Text section -
Who are you and what do you do?
Joshua Young – I am an Overhauls Project Manager for Sandvik Mining and Rock Solutions at Heatherbrae NSW.
When did you start in the mining industry and what was your first job?
I started in the mining industry in 2002 as a Fitter and Machinist apprentice at Waratah Engineering at Cardiff.
How different is your job now to what you wanted to be when you were a kid?
Quite different, I wanted to be a mechanic when I was a kid, so for the beginning of my career I sort of followed that path but on mining equipment as a fitter. I eventually worked my way into a leadership role as Leading Hand and then moved into Planning/Estimating which saw me move out of the workshop into an office role. I have been in the office since as I moved onto become a Supervisor, I then had the opportunity to move into the Project Management role which I have now been in for almost 4 years. Early in my career I had always planned to be an underground fitter in a coal mine after my apprenticeship, so whilst I am still in mining I wound up on the opposite side of the field by going into office managerial roles.
What’s a usual day at work entail?
Starting with coffee of course, but a normal day for me would be checking in on my projects and the teams to make sure everything is on track, running project meetings and tending to emails and phone calls.

Recorded information -
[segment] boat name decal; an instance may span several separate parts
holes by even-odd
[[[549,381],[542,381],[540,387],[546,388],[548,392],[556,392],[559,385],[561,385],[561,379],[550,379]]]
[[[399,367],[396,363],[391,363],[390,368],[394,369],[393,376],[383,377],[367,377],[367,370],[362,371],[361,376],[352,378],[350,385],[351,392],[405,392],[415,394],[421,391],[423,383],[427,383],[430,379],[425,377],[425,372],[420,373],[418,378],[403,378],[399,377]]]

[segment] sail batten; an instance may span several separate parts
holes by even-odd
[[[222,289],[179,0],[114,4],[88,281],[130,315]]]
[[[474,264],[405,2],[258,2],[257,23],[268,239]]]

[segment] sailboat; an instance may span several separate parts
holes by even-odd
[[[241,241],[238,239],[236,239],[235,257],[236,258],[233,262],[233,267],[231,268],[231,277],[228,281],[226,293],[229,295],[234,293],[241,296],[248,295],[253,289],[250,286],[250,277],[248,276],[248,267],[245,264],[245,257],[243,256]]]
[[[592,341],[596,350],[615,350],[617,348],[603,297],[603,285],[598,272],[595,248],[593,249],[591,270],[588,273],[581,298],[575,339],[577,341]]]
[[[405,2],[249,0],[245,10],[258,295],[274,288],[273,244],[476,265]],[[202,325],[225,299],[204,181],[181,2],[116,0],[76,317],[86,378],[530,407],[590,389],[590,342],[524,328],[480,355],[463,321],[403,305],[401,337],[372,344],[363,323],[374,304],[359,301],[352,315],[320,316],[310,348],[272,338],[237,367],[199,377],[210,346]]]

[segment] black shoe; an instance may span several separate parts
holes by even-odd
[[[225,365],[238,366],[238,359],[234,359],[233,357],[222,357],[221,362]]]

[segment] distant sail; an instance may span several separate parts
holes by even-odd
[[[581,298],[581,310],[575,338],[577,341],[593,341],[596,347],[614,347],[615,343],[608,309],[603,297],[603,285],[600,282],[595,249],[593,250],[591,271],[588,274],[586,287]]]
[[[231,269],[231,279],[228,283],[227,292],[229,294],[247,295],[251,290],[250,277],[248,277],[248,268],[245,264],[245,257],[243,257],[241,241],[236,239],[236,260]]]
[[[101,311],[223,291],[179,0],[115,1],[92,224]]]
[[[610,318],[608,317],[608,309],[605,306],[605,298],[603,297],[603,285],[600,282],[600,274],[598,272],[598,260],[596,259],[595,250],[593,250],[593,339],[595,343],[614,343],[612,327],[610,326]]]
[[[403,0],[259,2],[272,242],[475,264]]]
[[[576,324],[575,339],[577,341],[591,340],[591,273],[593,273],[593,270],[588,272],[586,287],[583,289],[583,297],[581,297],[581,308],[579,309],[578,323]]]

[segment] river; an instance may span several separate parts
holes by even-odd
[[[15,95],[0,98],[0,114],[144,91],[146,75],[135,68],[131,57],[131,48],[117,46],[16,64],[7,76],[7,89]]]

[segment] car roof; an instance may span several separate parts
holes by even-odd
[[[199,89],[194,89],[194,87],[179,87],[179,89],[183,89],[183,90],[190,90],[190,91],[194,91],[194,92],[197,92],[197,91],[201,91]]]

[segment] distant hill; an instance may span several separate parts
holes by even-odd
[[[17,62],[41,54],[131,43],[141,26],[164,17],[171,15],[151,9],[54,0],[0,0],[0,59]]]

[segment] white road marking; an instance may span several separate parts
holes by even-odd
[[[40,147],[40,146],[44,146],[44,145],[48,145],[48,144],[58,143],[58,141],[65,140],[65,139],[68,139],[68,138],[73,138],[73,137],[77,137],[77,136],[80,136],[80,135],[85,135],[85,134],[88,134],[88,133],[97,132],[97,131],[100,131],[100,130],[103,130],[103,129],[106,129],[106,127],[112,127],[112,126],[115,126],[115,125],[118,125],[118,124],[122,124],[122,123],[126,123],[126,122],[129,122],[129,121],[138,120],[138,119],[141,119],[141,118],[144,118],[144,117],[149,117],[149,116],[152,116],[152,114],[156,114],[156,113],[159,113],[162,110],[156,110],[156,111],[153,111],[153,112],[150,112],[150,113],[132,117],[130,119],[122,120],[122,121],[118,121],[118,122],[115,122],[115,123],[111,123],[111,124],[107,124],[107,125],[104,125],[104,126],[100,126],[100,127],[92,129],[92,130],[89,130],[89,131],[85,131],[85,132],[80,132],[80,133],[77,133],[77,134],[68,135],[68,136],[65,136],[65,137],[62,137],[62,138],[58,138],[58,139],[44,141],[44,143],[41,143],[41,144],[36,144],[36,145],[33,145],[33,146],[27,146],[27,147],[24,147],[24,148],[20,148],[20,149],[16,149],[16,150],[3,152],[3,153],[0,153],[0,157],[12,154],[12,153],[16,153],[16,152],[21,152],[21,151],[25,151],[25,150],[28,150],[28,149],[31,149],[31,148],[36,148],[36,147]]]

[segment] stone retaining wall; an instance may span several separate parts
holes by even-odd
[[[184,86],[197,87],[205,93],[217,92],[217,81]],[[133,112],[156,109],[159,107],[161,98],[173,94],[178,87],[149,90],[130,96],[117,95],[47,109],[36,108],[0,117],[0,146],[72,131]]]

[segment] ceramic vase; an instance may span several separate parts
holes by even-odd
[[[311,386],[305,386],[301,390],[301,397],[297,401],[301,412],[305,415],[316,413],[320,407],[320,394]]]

Exercises to complete -
• a. Translate this sentence from the interview into Spanish: "I started in the mining industry in 2002 as a Fitter and Machinist apprentice at Waratah Engineering at Cardiff."
• b. Shift every polygon coordinate by adding 58 to each number. Do this for the records from their start through the line containing "[[[474,264],[405,2],[258,2],[257,23],[268,239]]]", and rewrite that stretch with all other lines kept as they are.

Answers to the exercises -
• a. Empecé en la industria minera en 2002 como aprendiz de ajustador y maquinista en Waratah Engineering, en Cardiff.

• b.
[segment] boat name decal; an instance may span several separate parts
holes by even-odd
[[[607,439],[600,439],[598,445],[604,446],[606,450],[614,450],[617,443],[619,443],[619,437],[608,437]]]
[[[457,425],[454,421],[449,421],[448,426],[452,427],[451,434],[441,435],[425,435],[425,428],[420,429],[419,434],[410,436],[408,443],[409,450],[463,450],[473,452],[479,449],[481,441],[485,441],[488,437],[483,435],[483,430],[478,431],[476,436],[461,436],[457,435]]]

[segment] sail batten; an instance may span several separate parts
holes by even-odd
[[[280,347],[237,58],[172,62],[146,339],[188,373]]]
[[[532,322],[463,60],[316,60],[315,81],[326,297]]]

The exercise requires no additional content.